Укажите, в каком году был похоронен фельдфебель Шимон Черкасский, согласно отрывку текста ниже.

- _Отрывок текста_
•••••

И презирать торгашество любое.
Они, весь век горбатя на страну,
Не нажили квартиру или виллу,
Деля при жизни комнатку одну,
А после смерти – тесную могилу.
Чем мы живем сегодня и горим?
Что в полумраке будущего ищем?
Завидую родителям моим,
Наивным, обездоленным и нищим.
Когда я думаю о счастливых семейных парах, в наше время достаточно редких и нетипичных, то всегда вспоминаю своих родителей. Сейчас они лежат рядом под одним надгробным камнем на Казанском кладбище в Царском Селе, и я рано или поздно надеюсь к ним присоединиться.
Каждый раз по приезде в Питер навещая их могилу, расположенную в конце еврейского участка, я прохожу мимо древнего покосившегося и заросшего мхом могильного камня с изображением могендовида и надписями золочеными буквами по-русски и на иврите. Здесь похоронен в 1896 году лейб-гвардии фельдфебель Шимон Черкасский, видимо, выходец из кантонистов, отдавший жизнь за обретенную им негостеприимную Родину. Заброшенная эта могила поневоле заставляет задуматься о собственной судьбе.
Кавалер Святого Георгия,
фельдфебель Шимон Черкасский,
Что лежит на Казанском кладбище
в Царском Селе осеннем,
Представитель моей отверженной
в этой державе касты,
Свой последний бивак наладивший
здесь под дубовой сенью.
Гренадер императорской гвардии,
выходец из кантонистов —
Нелюбимых российских пасынков
выпала с ним судьба нам.
Неродного отечества ради
был он в бою неистов,
Управляясь в часы опасности
с саблей и барабаном.
Давний предок единокровный мой
фельдфебель Шимон Черкасский,
За отвагу на поле брани
орден свой получивший,
Обладатель ружья огромного
и медной блестящей каски,
В девяносто четвертом раненный,
в девяносто шестом – почивший.
Ах, земля, где всегда не хватало нам
места под облаками,
Но которую любим искренне,
что там ни говорите!
Ощущаю я зависть тайную,
видя надгробный камень,
Где заслуги его записаны
по-русски и на иврите.
И когда о последнем старте я
думаю без опаски
И стараюсь представить мысленно
путь недалекий сей свой,
Вспоминается мне лейб-гвардии
фельдфебель Шимон Черкасский,
Что лежит под опавшими листьями
на окраине царскосельской.

•••••

- _Прилагаемый список_
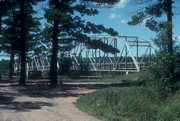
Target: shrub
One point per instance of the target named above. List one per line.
(35, 75)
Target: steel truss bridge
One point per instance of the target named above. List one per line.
(133, 56)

•••••

- _Ответ на задание_
В 1896 году.